▶ [GOAL OF THE EXERCISE] From the records below, extract each line that contains the string "Query". Treat uppercase and lowercase as different when matching.

▶ [GIVEN RECORDS]

====

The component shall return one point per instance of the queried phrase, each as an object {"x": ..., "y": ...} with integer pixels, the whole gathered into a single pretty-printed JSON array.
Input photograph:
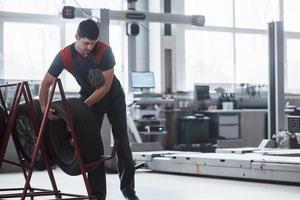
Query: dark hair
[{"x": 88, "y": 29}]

====

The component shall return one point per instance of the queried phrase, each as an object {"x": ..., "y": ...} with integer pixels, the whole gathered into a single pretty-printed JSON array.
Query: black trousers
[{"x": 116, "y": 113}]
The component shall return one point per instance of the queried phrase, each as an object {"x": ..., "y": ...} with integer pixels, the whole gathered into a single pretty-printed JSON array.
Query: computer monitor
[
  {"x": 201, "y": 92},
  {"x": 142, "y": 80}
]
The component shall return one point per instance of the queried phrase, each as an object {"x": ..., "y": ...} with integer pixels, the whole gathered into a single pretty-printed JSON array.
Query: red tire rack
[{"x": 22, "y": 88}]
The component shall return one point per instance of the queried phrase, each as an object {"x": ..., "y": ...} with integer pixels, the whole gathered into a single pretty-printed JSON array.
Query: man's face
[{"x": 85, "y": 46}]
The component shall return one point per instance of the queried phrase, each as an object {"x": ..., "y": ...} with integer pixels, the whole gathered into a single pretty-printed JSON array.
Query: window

====

▶ [RESPONSE TO THIS EXERCISE]
Query: dark hair
Query: black trousers
Query: computer monitor
Query: red tire rack
Query: man's face
Query: window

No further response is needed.